Records:
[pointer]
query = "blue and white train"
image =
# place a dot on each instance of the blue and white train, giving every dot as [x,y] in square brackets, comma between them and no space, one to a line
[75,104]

EXERCISE REQUIREMENTS:
Quote the data above word for word, keeping every line unchanged.

OUTPUT OF THE EXERCISE:
[pointer]
query = "blue and white train"
image =
# place a dot on each instance of the blue and white train, giving every dot as [x,y] in square brackets, comma between them and no space, one to a line
[75,104]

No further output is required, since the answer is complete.